** DATASET follows **
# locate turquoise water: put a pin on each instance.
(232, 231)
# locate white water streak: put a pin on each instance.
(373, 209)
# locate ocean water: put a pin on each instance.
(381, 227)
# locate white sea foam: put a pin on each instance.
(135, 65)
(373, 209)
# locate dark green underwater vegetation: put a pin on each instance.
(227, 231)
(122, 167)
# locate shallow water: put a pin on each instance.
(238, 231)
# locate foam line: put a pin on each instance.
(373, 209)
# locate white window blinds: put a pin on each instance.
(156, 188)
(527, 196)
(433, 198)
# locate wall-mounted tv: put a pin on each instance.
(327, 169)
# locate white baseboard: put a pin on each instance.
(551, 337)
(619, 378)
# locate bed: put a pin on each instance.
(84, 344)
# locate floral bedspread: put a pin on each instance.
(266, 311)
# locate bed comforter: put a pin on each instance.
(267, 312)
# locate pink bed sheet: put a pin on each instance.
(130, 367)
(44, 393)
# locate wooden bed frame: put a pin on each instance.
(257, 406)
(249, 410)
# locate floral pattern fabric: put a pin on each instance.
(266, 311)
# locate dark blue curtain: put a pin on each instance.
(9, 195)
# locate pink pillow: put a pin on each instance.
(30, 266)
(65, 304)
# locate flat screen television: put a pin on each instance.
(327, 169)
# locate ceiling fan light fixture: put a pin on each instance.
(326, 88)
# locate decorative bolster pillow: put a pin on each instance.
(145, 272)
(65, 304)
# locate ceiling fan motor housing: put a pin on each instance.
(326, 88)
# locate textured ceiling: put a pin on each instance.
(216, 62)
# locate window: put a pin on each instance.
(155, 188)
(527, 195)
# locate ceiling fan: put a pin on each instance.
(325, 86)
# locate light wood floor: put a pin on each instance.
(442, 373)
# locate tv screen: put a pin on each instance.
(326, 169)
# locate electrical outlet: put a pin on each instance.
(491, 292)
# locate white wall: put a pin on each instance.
** End of DATASET **
ASSIGNMENT: All of the data, start to finish: please output it exactly.

FINAL ANSWER:
# locate turquoise water: put a pin on each instance.
(232, 231)
# locate white water streak: put a pin on each instance.
(373, 209)
# locate ocean water: put a pin on each instance.
(381, 227)
# locate white sea foam: put a pin on each instance.
(135, 65)
(373, 209)
# locate dark green underwater vegetation: put a pin on each instance.
(227, 231)
(122, 167)
# locate shallow water: put a pin on each instance.
(238, 231)
# locate foam line: put a pin on each instance.
(373, 209)
# locate white window blinds: put a pin on each instance.
(156, 188)
(527, 196)
(433, 198)
# locate wall-mounted tv: put a pin on each instance.
(327, 169)
# locate white baseboard: put a pin on each instance.
(551, 337)
(619, 378)
# locate bed: put a pin on each instance.
(84, 344)
# locate floral bedspread: put a pin on each instance.
(266, 311)
# locate bed comforter: put a pin on each instance.
(267, 312)
# locate pink bed sheet: put a pin on each instance.
(130, 367)
(44, 393)
# locate wooden bed frame: put a pin on each instance.
(257, 406)
(249, 410)
# locate floral pattern fabric: put a pin on each instance.
(266, 311)
# locate dark blue curtain: put a pin on each instance.
(9, 195)
# locate pink pillow: put a pin on each instance.
(30, 266)
(65, 304)
# locate flat screen television: put a pin on each instance.
(327, 169)
# locate ceiling fan light fixture: put a pin on each instance.
(326, 88)
# locate decorative bolster pillow: put a pin on each instance.
(145, 272)
(65, 304)
# locate ceiling fan motor housing: put a pin on each instance.
(326, 88)
# locate textured ceiling: put a pin on each instance.
(216, 62)
# locate window: put a pin on each instance.
(155, 188)
(527, 195)
# locate ceiling fan: put a pin on each instance.
(325, 86)
# locate light wood floor: put a pin on each instance.
(442, 373)
# locate tv screen: put a pin on each instance.
(326, 169)
# locate electrical outlet: put a pin on each instance.
(491, 292)
# locate white wall: put a pin on each instance.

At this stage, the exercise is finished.